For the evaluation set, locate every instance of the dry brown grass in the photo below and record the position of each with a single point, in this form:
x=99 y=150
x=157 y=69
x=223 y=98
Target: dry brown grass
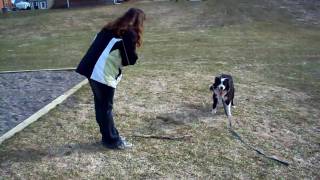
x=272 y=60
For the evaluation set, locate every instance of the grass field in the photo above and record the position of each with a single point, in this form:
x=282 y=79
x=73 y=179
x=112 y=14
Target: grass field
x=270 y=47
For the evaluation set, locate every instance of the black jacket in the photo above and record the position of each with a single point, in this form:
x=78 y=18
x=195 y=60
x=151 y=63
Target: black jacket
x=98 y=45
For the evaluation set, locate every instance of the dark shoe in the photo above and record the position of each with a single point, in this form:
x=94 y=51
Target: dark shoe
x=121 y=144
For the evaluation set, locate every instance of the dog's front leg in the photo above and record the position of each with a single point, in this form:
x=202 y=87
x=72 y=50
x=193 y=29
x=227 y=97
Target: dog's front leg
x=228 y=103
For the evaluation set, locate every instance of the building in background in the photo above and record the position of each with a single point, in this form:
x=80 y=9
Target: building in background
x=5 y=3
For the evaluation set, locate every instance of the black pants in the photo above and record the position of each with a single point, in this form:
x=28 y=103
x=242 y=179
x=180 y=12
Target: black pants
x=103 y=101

++++++++++

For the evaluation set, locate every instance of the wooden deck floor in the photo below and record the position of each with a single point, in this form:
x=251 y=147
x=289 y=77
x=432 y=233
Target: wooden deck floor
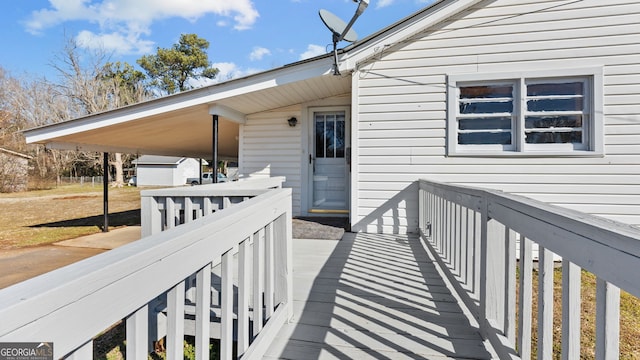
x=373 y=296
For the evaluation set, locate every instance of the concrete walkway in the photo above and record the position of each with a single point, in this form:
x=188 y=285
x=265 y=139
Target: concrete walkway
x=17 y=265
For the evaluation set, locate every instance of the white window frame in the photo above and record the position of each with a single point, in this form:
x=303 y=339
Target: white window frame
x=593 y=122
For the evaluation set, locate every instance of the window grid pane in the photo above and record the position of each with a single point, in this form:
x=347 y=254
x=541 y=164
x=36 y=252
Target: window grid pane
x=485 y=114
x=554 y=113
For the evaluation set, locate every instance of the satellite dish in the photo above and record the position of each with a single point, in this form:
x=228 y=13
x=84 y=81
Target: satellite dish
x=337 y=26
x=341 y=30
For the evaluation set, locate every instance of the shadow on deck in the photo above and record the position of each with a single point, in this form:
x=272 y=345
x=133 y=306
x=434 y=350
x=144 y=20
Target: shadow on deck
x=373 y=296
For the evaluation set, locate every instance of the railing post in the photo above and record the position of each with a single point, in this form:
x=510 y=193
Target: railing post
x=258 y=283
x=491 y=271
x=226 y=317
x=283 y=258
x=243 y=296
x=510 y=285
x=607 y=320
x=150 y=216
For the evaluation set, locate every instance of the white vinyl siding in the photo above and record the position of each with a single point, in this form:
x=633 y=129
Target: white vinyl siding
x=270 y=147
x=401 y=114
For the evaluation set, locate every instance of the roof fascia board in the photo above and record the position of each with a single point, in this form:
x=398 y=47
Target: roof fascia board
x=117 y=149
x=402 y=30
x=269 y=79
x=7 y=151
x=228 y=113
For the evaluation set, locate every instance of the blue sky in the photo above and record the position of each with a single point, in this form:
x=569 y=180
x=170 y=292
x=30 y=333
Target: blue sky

++++++++++

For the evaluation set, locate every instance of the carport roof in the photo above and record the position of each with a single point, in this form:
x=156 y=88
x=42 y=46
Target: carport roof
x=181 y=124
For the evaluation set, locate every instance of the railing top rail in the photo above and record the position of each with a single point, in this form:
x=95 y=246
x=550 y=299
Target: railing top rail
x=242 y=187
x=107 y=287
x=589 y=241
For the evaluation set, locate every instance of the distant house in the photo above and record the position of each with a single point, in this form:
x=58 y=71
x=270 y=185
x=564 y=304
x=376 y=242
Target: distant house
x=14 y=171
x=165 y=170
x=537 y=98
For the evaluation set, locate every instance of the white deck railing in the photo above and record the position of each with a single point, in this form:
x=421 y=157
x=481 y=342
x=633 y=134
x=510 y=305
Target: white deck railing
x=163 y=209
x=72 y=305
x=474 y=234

++++++++++

▶ **Instructions for the task**
Output as a JSON list of strings, one string per line and blank lines left out, the part of the records above that opens with the line containing "For the evaluation set, locate every instance of the shadow" and closes with the line containing "Target: blue sky", both of those lines included.

▶ **Output of the exercise**
[
  "For the evaluation set, locate every instance of the shadow on deck in the photo above and record the position of each with a single point, in this form:",
  "x=272 y=345",
  "x=133 y=306",
  "x=434 y=350",
  "x=144 y=20",
  "Target: shadow on deck",
  "x=373 y=296",
  "For the evaluation set, locate every instance of the railing post in the photo above and record the position of each with a single point, in this form:",
  "x=510 y=193",
  "Target: railing post",
  "x=258 y=283",
  "x=491 y=271",
  "x=226 y=317",
  "x=283 y=258",
  "x=243 y=296",
  "x=510 y=285",
  "x=607 y=320",
  "x=150 y=216",
  "For the evaluation set, locate every instance of the white vinyl siding in the photo above and record the position of each with a single point, in this form:",
  "x=633 y=129",
  "Target: white vinyl siding",
  "x=270 y=147",
  "x=401 y=114",
  "For the evaluation set, locate every instance of the roof fascia board in the photo above and record the position of each with a single point, in this form:",
  "x=398 y=47",
  "Target: roof fascia board",
  "x=117 y=149",
  "x=402 y=30",
  "x=269 y=79",
  "x=7 y=151",
  "x=228 y=113",
  "For the evaluation set, locate every instance of the blue sky in the photo above and record the position of each with a single point, in this form:",
  "x=569 y=180",
  "x=170 y=292",
  "x=30 y=333",
  "Target: blue sky"
]